À vous:
Répondez aux questions suivantes d’après le récit de la rencontre littéraire reproduit ci-dessous.
(a) Qu’était-il écrit sur la feuille placée devant chacun des hommes de lettres ?
(b) Qu’est-ce que les invités avaient devant eux ?
(c) Pour quelles deux raisons l’univers de la rencontre n’était-il pas celui de la personne qui raconte ?

Texte extrait:
J’ai été une fois invité à assister à une rencontre littéraire. Comme j’aime la littérature et les hommes de lettres, j’ai répondu présent, moi qui aime rouler ma bosse en solitaire. Les hommes de lettes venus partager avec nous leurs connaissances et leur savoir étaient assis derrière une longue table et les invités leur faisaient face sur des chaises. C’était joli à voir et beau à raconter car la matière était riche et l’excitation grande. Une belle expérience à vivre et une riche matière à raconter ! Les hommes de lettres étaient alignés le long d’une table. Ils avaient un micro qu’ils se relayaient pour utiliser et devant chacun d’eux trônait en pyramide une feuille sur laquelle était écrit en gros caractères ‘’Docteur’’ suivi du nom de la personne à qui ce titre renvoyait. Les invités n’avaient rien devant eux, ni table, ni micro, ni titre universitaire. De deux choses l’une : ou bien il n’y avait pas de support pour l’y exposer, ou bien ils n’avaient pas ce prestigieux titre, ou bien les deux à la fois (et de trois !). J’étais assis un peu à l’écart à méditer sur la chose. Je me suis dit que je m’étais trompé de lieu, de date ou d’évènement. Tous ces hommes, en face de qui j’étais assis, étaient probablement des médecins et les autres, des sages-femmes et des infirmiers. Le mot docteur rimait dans ma tête avec médecin et médecine. Que faisais-je donc dans un univers qui n’était pas le mien ? Il n’était pas le mien pour deux raisons : la première est que je n’ai rien à partager avec les docteurs en médecine en dehors de ma maladie. La seconde est que je n’ai pas de doctorat en littérature pour être présent dans un lieu littéraire. J’étais un étranger, un intrus mais je devais attendre la suite des évènements qui me révélaient que ces gens en face de qui j’étais assis étaient effectivement des docteurs en littérature et qu’ils devaient l’afficher de manière ostentatoire dans les réunions et rencontres pour des raisons qui leur étaient propres. Un sentiment de gêne s’était insinué en moi, froid, laid, abject.

Données à examiner:

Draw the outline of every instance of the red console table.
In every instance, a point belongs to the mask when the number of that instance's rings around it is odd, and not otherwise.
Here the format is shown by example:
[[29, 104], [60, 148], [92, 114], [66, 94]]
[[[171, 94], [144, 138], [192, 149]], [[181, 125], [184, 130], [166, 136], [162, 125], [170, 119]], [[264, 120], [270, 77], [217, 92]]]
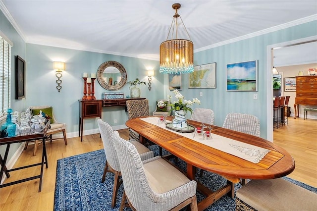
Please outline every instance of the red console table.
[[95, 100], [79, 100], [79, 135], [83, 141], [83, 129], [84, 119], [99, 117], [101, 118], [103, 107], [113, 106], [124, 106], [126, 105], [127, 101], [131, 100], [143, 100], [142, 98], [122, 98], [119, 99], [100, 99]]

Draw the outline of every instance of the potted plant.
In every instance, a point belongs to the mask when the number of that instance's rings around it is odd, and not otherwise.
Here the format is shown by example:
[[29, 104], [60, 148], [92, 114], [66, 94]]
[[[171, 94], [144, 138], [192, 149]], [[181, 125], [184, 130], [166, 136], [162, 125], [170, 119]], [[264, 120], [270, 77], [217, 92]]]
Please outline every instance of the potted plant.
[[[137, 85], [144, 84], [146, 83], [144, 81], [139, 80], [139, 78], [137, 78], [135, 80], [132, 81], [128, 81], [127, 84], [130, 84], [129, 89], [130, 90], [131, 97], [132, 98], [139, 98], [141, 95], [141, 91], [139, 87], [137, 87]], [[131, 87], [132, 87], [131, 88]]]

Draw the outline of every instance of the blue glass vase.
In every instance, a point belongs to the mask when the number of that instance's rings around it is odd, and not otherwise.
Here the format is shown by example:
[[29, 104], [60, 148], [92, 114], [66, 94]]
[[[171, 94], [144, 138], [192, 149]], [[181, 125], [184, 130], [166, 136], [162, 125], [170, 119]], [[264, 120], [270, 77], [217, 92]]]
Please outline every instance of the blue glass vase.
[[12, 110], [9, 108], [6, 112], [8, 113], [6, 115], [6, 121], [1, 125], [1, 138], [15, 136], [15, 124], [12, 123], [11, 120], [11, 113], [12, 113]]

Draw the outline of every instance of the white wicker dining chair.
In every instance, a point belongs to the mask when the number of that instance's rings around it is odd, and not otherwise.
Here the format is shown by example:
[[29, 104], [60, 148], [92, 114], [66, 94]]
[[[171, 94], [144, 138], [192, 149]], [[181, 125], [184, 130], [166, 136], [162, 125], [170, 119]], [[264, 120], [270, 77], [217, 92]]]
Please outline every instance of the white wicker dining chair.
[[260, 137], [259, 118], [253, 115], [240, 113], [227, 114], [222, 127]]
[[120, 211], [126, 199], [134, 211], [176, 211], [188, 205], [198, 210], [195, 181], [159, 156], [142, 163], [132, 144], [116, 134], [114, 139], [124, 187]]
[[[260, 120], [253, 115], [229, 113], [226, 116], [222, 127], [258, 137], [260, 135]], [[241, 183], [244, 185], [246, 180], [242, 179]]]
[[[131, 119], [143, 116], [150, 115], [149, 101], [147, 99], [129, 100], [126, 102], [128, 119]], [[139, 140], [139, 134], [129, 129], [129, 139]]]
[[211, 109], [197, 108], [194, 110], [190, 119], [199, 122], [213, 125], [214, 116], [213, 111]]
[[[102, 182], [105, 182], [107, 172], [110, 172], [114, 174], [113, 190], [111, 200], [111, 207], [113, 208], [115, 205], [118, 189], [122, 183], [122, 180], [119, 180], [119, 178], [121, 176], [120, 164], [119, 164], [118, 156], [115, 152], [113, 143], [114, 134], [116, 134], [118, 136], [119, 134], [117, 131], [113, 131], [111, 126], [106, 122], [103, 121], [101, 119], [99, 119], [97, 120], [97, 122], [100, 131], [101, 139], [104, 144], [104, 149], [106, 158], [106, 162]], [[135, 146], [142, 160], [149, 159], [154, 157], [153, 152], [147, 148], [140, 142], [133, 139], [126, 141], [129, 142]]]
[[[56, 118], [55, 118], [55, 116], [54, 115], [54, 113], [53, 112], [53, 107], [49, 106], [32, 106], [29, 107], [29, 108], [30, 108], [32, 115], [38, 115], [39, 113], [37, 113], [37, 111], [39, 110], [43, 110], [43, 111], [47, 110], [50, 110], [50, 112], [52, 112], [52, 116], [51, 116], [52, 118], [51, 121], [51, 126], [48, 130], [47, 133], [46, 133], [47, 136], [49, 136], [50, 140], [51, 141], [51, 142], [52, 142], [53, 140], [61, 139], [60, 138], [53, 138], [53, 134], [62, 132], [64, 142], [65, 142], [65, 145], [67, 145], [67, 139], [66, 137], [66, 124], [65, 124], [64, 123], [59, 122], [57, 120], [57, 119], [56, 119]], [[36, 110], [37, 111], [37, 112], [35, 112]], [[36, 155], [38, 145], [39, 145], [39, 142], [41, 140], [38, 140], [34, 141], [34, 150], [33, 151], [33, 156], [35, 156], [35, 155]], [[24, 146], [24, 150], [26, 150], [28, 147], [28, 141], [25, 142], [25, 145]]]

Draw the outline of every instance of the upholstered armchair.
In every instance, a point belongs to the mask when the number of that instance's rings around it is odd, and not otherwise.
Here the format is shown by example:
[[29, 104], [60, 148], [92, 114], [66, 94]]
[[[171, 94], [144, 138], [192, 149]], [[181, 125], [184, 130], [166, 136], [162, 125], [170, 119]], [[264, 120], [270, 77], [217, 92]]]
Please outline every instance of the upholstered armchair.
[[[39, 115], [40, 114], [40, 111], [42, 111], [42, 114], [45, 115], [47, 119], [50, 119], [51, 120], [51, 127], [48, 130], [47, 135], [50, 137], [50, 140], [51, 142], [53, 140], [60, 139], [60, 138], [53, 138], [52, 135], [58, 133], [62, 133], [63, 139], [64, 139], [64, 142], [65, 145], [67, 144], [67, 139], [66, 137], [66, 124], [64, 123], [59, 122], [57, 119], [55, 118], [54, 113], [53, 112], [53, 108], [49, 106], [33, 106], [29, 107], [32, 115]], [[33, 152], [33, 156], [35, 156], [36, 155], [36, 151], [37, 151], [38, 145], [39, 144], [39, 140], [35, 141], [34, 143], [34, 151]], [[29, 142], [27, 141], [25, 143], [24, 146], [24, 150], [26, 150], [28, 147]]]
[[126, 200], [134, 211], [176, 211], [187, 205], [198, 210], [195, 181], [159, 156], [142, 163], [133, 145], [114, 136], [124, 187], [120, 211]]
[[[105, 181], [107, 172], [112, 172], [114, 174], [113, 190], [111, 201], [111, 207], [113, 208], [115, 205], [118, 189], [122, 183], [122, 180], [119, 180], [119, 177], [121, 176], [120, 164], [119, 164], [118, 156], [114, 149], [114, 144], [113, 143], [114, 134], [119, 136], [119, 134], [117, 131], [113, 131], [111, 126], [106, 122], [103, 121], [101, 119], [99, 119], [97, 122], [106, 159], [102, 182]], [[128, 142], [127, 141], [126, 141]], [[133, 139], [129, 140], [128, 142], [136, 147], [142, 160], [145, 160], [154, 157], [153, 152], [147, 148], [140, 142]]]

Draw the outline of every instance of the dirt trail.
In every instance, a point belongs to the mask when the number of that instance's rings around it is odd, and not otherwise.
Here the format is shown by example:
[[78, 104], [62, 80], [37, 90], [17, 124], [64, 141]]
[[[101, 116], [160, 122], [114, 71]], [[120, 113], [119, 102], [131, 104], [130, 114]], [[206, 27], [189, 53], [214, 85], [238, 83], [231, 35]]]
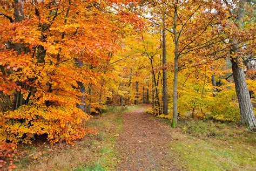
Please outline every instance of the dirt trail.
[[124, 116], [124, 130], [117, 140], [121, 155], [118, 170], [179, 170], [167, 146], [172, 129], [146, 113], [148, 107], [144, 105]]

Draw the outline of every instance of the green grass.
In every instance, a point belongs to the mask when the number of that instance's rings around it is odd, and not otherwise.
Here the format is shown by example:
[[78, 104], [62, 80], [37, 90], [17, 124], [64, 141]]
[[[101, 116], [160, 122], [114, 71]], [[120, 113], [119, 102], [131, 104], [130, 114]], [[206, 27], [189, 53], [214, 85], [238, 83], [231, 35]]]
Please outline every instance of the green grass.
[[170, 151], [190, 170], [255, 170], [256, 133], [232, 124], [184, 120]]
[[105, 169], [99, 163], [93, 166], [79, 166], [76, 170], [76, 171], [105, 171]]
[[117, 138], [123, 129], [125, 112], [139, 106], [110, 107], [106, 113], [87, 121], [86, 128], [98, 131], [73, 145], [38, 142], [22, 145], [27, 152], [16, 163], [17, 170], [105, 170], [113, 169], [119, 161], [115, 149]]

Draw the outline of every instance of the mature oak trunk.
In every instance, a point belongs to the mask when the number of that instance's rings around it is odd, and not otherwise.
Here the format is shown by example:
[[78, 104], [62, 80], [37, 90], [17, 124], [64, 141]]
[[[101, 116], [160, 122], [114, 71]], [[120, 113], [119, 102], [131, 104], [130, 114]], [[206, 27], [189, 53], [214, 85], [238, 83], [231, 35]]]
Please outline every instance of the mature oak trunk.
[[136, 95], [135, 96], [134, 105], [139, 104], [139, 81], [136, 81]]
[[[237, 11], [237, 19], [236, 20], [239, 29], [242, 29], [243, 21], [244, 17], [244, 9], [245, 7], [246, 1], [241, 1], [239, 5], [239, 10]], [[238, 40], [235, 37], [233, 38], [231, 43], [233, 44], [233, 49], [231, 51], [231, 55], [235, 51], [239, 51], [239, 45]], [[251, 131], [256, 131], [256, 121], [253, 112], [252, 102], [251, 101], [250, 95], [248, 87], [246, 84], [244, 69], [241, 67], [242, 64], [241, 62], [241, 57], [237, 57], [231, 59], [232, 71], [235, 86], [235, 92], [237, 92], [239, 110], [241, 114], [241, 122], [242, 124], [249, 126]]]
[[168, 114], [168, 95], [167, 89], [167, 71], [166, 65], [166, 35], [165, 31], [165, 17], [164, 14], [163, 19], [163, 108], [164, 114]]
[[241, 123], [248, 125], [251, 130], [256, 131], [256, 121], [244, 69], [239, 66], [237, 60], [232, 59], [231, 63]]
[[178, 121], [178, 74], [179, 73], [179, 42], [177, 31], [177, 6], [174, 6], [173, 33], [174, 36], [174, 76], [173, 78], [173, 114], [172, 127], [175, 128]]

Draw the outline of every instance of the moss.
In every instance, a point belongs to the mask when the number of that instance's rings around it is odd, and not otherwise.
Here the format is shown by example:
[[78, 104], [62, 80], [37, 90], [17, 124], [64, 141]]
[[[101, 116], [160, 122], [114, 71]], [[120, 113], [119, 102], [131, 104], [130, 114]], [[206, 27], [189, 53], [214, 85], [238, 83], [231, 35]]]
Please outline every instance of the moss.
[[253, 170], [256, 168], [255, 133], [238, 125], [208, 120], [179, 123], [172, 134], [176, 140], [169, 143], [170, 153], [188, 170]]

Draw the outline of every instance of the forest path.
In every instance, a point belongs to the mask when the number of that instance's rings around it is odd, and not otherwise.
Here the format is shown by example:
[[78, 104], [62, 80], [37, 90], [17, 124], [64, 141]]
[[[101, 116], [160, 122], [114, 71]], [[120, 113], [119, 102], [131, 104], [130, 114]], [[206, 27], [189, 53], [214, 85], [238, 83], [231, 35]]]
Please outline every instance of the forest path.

Corrigé:
(a) Il y était écrit en gros caractères « Docteur », suivi du nom de la personne à qui ce titre renvoyait.
(b) Ils n’avaient rien devant eux, ni table, ni micro, ni titre universitaire.
(c) D’abord, elle n’a rien à partager avec les docteurs en médecine en dehors de sa maladie. Ensuite, elle n’a pas de doctorat en littérature pour être présente dans un lieu littéraire.